» AIM OF THE TASK
Report every line of the records beneath this task that holds the string "tank".

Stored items
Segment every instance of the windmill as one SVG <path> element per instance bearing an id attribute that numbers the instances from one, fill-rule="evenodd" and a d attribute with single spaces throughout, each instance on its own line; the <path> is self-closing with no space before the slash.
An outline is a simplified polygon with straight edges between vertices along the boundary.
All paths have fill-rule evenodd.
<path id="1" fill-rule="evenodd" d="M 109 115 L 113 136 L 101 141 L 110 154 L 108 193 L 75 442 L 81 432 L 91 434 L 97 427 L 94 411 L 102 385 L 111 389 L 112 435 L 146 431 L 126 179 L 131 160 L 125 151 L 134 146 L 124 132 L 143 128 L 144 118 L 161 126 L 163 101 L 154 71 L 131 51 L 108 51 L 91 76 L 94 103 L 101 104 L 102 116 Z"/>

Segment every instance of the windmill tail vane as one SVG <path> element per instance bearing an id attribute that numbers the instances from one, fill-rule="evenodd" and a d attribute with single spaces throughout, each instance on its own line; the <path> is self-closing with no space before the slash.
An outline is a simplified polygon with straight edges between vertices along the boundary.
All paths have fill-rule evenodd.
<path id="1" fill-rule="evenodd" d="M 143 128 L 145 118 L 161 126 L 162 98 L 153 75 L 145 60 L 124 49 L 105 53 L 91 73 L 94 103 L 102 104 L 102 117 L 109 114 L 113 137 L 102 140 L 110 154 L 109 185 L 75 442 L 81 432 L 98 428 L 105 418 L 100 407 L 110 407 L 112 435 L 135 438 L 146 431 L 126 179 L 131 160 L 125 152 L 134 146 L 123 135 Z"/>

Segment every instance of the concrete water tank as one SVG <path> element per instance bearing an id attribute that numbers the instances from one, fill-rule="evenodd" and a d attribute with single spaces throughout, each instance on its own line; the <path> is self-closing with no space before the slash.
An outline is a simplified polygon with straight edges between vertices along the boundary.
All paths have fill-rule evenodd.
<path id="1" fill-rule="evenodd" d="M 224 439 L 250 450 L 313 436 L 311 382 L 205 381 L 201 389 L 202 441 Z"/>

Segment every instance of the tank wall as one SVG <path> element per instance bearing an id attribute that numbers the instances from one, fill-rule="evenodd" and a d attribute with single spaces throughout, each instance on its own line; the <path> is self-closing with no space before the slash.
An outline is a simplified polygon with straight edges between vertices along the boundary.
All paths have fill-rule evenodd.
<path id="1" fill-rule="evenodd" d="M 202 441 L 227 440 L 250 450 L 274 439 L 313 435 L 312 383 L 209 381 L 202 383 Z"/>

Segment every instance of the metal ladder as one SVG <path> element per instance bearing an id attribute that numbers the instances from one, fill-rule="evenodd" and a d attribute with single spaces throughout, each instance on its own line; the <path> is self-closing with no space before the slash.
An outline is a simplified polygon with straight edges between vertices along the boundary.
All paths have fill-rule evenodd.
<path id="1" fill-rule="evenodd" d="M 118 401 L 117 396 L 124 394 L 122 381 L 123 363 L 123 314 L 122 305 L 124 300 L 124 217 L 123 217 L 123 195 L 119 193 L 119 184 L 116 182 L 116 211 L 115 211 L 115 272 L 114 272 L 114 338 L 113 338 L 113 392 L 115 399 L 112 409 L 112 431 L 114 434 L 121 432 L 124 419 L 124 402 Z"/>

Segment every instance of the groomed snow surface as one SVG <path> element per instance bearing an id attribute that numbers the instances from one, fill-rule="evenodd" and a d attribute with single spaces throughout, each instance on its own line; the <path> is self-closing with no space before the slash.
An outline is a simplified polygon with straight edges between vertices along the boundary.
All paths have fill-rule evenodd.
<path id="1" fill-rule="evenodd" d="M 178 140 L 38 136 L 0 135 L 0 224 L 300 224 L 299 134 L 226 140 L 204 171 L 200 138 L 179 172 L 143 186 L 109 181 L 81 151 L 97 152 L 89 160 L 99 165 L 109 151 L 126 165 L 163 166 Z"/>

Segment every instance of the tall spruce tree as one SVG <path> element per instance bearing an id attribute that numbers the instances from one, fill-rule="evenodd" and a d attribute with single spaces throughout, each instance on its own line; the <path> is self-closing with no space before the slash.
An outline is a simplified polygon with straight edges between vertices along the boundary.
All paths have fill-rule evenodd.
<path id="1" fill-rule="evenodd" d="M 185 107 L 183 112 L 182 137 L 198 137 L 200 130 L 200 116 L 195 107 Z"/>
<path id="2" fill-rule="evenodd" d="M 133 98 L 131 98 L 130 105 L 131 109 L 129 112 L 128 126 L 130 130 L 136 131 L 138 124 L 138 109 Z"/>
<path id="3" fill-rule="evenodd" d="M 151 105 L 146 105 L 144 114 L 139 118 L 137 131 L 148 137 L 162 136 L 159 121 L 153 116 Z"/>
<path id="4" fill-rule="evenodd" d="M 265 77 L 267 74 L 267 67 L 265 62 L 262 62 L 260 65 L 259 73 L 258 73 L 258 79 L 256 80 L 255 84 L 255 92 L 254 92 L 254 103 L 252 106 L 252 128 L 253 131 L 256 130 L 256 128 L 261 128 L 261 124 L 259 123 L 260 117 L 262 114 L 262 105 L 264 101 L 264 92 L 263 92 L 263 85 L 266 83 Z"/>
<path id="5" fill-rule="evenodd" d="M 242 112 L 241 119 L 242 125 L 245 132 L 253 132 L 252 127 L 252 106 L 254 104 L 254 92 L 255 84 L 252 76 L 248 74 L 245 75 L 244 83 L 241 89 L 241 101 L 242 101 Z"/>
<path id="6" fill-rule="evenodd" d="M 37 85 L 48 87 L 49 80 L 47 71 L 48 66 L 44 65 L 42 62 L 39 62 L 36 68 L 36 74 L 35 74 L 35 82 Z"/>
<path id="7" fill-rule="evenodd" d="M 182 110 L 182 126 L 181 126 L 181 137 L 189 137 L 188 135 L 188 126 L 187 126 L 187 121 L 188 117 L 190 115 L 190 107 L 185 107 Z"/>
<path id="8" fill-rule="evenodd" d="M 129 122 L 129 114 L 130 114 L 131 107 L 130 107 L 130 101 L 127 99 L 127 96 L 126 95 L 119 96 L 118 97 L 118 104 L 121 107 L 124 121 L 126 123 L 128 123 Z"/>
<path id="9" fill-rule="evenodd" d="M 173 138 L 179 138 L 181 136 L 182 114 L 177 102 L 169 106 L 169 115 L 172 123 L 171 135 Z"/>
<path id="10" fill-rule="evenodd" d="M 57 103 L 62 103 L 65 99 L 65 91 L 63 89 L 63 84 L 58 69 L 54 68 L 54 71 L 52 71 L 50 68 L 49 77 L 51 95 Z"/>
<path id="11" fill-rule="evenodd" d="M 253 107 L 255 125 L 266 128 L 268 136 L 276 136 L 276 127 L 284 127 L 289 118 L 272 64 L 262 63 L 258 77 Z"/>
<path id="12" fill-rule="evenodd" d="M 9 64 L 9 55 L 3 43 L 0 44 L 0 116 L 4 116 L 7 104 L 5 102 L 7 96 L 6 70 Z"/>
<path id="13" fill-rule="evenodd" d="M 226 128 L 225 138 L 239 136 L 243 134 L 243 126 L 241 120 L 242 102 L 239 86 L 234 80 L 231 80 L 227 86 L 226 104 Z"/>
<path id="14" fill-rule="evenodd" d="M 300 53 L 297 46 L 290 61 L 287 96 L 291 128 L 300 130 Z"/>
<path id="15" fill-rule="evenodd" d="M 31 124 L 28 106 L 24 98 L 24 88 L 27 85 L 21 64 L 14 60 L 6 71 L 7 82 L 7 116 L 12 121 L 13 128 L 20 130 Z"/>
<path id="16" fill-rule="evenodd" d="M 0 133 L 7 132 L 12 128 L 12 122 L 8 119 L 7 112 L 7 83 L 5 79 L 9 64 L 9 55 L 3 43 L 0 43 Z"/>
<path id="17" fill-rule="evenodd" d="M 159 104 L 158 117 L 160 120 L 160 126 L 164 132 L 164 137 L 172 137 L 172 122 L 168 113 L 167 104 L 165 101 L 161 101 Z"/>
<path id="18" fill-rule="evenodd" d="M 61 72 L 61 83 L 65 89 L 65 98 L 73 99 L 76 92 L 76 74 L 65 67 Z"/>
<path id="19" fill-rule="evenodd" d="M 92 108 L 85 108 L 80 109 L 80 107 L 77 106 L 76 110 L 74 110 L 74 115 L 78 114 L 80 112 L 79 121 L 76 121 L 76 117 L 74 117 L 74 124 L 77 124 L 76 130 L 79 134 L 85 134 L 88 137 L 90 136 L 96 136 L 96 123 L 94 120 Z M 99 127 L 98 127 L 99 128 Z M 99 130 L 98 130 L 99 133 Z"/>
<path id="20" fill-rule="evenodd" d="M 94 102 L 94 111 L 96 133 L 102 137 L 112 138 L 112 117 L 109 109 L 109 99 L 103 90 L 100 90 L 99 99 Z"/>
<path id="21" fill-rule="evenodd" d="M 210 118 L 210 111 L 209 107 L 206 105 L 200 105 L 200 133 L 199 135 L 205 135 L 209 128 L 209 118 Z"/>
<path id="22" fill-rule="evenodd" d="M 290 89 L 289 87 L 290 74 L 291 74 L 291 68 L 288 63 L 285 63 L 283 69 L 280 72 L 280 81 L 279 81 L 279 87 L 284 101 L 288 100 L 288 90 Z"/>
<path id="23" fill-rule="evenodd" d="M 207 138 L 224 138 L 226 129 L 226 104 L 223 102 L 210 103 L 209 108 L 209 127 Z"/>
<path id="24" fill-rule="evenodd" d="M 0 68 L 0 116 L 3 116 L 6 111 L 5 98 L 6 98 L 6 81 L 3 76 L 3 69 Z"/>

» WRITTEN RESPONSE
Segment every instance of the concrete water tank as one SVG <path> element per instance bearing an id attribute that numbers the instances from one, fill-rule="evenodd" and a d attribute with single spaces throughout, each instance on its own line; the <path> is self-closing with no space before the slash.
Segment every instance of the tank wall as one SVG <path> element per instance bearing an id attribute that numbers the instances from one, fill-rule="evenodd" and a d attribute with single spaces throughout, each instance on its own line; the <path> is self-closing with no space before the slash.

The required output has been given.